**Objective**
Return the lines of the items below verbatim, from the line containing "Expected output: for each instance of the cobblestone" through the end of the items, and nothing else.

-- START OF Dataset rows --

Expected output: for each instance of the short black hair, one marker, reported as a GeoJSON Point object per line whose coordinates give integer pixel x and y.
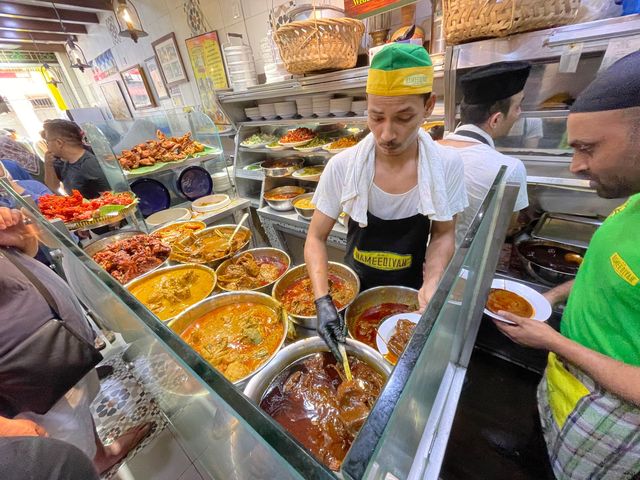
{"type": "Point", "coordinates": [479, 114]}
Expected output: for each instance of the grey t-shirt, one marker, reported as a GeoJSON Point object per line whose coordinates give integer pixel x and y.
{"type": "Point", "coordinates": [85, 175]}
{"type": "Point", "coordinates": [23, 309]}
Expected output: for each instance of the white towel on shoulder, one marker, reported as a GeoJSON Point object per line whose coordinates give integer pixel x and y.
{"type": "Point", "coordinates": [435, 201]}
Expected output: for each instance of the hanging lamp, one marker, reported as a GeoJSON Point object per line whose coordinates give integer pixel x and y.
{"type": "Point", "coordinates": [74, 52]}
{"type": "Point", "coordinates": [128, 20]}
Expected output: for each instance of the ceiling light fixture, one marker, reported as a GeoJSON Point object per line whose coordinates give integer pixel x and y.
{"type": "Point", "coordinates": [128, 20]}
{"type": "Point", "coordinates": [74, 52]}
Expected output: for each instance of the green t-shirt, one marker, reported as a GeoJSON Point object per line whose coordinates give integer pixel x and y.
{"type": "Point", "coordinates": [603, 311]}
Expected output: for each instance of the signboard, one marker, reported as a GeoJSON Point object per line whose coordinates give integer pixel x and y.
{"type": "Point", "coordinates": [366, 8]}
{"type": "Point", "coordinates": [208, 69]}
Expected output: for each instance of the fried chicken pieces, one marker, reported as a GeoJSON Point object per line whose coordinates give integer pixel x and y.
{"type": "Point", "coordinates": [164, 149]}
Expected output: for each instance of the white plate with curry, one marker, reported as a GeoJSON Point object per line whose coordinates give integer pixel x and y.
{"type": "Point", "coordinates": [516, 298]}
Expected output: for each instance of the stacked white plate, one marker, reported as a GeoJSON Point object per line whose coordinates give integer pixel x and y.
{"type": "Point", "coordinates": [285, 109]}
{"type": "Point", "coordinates": [268, 111]}
{"type": "Point", "coordinates": [359, 107]}
{"type": "Point", "coordinates": [340, 106]}
{"type": "Point", "coordinates": [240, 66]}
{"type": "Point", "coordinates": [305, 106]}
{"type": "Point", "coordinates": [221, 182]}
{"type": "Point", "coordinates": [253, 113]}
{"type": "Point", "coordinates": [320, 104]}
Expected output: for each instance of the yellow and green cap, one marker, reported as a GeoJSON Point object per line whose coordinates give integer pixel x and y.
{"type": "Point", "coordinates": [400, 69]}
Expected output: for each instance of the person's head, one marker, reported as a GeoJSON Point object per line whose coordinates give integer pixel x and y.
{"type": "Point", "coordinates": [604, 130]}
{"type": "Point", "coordinates": [492, 96]}
{"type": "Point", "coordinates": [399, 96]}
{"type": "Point", "coordinates": [63, 137]}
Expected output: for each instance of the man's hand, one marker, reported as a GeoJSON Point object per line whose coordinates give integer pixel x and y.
{"type": "Point", "coordinates": [528, 332]}
{"type": "Point", "coordinates": [330, 325]}
{"type": "Point", "coordinates": [14, 232]}
{"type": "Point", "coordinates": [20, 428]}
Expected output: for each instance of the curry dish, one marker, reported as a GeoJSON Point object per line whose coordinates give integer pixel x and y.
{"type": "Point", "coordinates": [168, 294]}
{"type": "Point", "coordinates": [314, 402]}
{"type": "Point", "coordinates": [298, 297]}
{"type": "Point", "coordinates": [248, 272]}
{"type": "Point", "coordinates": [177, 231]}
{"type": "Point", "coordinates": [507, 301]}
{"type": "Point", "coordinates": [209, 247]}
{"type": "Point", "coordinates": [236, 339]}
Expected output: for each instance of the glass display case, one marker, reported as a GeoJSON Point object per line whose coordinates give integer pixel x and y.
{"type": "Point", "coordinates": [229, 436]}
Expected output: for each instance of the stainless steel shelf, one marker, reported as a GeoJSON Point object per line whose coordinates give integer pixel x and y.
{"type": "Point", "coordinates": [301, 121]}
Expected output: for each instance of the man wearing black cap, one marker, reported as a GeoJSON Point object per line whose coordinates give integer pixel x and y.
{"type": "Point", "coordinates": [589, 397]}
{"type": "Point", "coordinates": [490, 106]}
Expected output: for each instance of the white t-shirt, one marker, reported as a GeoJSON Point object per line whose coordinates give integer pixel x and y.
{"type": "Point", "coordinates": [386, 206]}
{"type": "Point", "coordinates": [481, 165]}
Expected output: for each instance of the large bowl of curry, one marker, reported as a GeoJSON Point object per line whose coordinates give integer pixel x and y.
{"type": "Point", "coordinates": [294, 291]}
{"type": "Point", "coordinates": [256, 269]}
{"type": "Point", "coordinates": [210, 246]}
{"type": "Point", "coordinates": [169, 291]}
{"type": "Point", "coordinates": [306, 391]}
{"type": "Point", "coordinates": [237, 333]}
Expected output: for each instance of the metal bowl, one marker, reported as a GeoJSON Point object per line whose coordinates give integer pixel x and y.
{"type": "Point", "coordinates": [258, 252]}
{"type": "Point", "coordinates": [303, 212]}
{"type": "Point", "coordinates": [193, 313]}
{"type": "Point", "coordinates": [162, 271]}
{"type": "Point", "coordinates": [376, 296]}
{"type": "Point", "coordinates": [271, 167]}
{"type": "Point", "coordinates": [544, 273]}
{"type": "Point", "coordinates": [300, 271]}
{"type": "Point", "coordinates": [286, 204]}
{"type": "Point", "coordinates": [208, 231]}
{"type": "Point", "coordinates": [261, 381]}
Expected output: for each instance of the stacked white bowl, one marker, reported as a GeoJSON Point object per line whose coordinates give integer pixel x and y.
{"type": "Point", "coordinates": [268, 111]}
{"type": "Point", "coordinates": [340, 106]}
{"type": "Point", "coordinates": [305, 106]}
{"type": "Point", "coordinates": [253, 113]}
{"type": "Point", "coordinates": [286, 109]}
{"type": "Point", "coordinates": [320, 104]}
{"type": "Point", "coordinates": [358, 107]}
{"type": "Point", "coordinates": [240, 66]}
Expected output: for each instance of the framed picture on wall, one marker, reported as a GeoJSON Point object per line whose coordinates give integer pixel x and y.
{"type": "Point", "coordinates": [116, 102]}
{"type": "Point", "coordinates": [156, 78]}
{"type": "Point", "coordinates": [169, 60]}
{"type": "Point", "coordinates": [135, 81]}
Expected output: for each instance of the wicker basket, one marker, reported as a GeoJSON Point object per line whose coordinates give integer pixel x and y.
{"type": "Point", "coordinates": [319, 44]}
{"type": "Point", "coordinates": [467, 20]}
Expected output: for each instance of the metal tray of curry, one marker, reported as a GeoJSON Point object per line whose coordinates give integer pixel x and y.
{"type": "Point", "coordinates": [238, 333]}
{"type": "Point", "coordinates": [294, 291]}
{"type": "Point", "coordinates": [209, 246]}
{"type": "Point", "coordinates": [169, 291]}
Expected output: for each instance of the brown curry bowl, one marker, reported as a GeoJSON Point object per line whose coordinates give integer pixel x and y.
{"type": "Point", "coordinates": [183, 321]}
{"type": "Point", "coordinates": [268, 252]}
{"type": "Point", "coordinates": [376, 296]}
{"type": "Point", "coordinates": [300, 271]}
{"type": "Point", "coordinates": [210, 231]}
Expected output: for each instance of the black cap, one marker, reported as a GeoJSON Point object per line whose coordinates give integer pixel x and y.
{"type": "Point", "coordinates": [616, 88]}
{"type": "Point", "coordinates": [497, 81]}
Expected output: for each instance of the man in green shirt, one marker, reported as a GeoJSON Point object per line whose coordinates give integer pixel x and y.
{"type": "Point", "coordinates": [589, 397]}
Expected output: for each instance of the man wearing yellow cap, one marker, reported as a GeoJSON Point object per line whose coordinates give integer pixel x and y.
{"type": "Point", "coordinates": [399, 188]}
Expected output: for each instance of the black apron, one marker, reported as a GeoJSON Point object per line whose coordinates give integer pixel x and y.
{"type": "Point", "coordinates": [388, 252]}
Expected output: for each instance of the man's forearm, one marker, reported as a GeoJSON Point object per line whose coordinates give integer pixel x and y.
{"type": "Point", "coordinates": [618, 378]}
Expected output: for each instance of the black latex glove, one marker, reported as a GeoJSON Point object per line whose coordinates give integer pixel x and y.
{"type": "Point", "coordinates": [330, 325]}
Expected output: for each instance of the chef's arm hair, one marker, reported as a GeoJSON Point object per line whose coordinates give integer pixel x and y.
{"type": "Point", "coordinates": [441, 247]}
{"type": "Point", "coordinates": [560, 293]}
{"type": "Point", "coordinates": [616, 377]}
{"type": "Point", "coordinates": [315, 252]}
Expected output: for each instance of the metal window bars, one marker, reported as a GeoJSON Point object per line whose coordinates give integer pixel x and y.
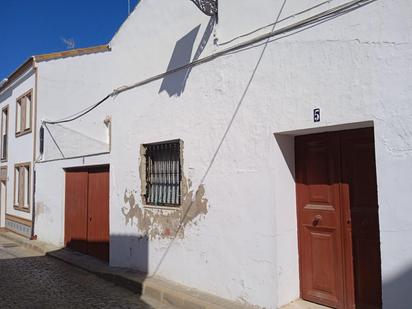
{"type": "Point", "coordinates": [163, 173]}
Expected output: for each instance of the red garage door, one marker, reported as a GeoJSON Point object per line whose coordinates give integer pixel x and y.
{"type": "Point", "coordinates": [87, 211]}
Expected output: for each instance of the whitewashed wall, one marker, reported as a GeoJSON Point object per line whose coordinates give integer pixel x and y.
{"type": "Point", "coordinates": [355, 68]}
{"type": "Point", "coordinates": [20, 149]}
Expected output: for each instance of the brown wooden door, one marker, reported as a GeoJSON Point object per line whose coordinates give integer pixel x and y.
{"type": "Point", "coordinates": [98, 214]}
{"type": "Point", "coordinates": [319, 217]}
{"type": "Point", "coordinates": [338, 219]}
{"type": "Point", "coordinates": [87, 211]}
{"type": "Point", "coordinates": [76, 210]}
{"type": "Point", "coordinates": [359, 176]}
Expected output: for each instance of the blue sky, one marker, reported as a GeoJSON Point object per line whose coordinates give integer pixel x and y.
{"type": "Point", "coordinates": [30, 27]}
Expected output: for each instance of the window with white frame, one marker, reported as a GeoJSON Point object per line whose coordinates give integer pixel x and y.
{"type": "Point", "coordinates": [4, 132]}
{"type": "Point", "coordinates": [23, 114]}
{"type": "Point", "coordinates": [22, 186]}
{"type": "Point", "coordinates": [163, 173]}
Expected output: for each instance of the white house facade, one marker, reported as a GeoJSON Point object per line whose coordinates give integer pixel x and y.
{"type": "Point", "coordinates": [264, 166]}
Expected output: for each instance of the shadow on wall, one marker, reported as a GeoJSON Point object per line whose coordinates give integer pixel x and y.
{"type": "Point", "coordinates": [126, 250]}
{"type": "Point", "coordinates": [286, 144]}
{"type": "Point", "coordinates": [397, 292]}
{"type": "Point", "coordinates": [174, 84]}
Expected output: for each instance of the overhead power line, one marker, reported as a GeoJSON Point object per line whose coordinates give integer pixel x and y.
{"type": "Point", "coordinates": [308, 22]}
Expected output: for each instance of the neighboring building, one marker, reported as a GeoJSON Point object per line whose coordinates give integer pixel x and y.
{"type": "Point", "coordinates": [255, 176]}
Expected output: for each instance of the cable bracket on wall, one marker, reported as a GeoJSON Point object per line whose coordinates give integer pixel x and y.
{"type": "Point", "coordinates": [208, 7]}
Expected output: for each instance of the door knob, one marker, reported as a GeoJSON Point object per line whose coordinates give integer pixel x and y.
{"type": "Point", "coordinates": [316, 220]}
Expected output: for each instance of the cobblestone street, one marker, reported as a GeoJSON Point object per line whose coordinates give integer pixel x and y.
{"type": "Point", "coordinates": [29, 280]}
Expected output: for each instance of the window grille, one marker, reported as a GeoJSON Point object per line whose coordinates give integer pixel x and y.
{"type": "Point", "coordinates": [163, 173]}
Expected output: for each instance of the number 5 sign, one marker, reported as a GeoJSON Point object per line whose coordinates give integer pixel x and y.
{"type": "Point", "coordinates": [316, 115]}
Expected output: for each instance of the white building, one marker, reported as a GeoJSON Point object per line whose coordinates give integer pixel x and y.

-- END OF Dataset rows --

**Solution for this task**
Expected output: for each instance of the cobblestone street, one marker, reported as a GeoJSON Point object per line whose coordinates give integer pixel x and y.
{"type": "Point", "coordinates": [29, 280]}
Expected output: for each instance of the window grille, one marker, reported as a GeoJSON Point object per line whose coordinates give integer pixel x and y.
{"type": "Point", "coordinates": [163, 173]}
Expected output: for each instance of the number 5 sign, one marker, reported as a GeoJSON Point object per line whose coordinates give integer pixel x and y.
{"type": "Point", "coordinates": [316, 115]}
Expected output: for each instance of the white building, one marker, reported as a GeoJSON Point object per line whose coordinates give integer pixel x and y.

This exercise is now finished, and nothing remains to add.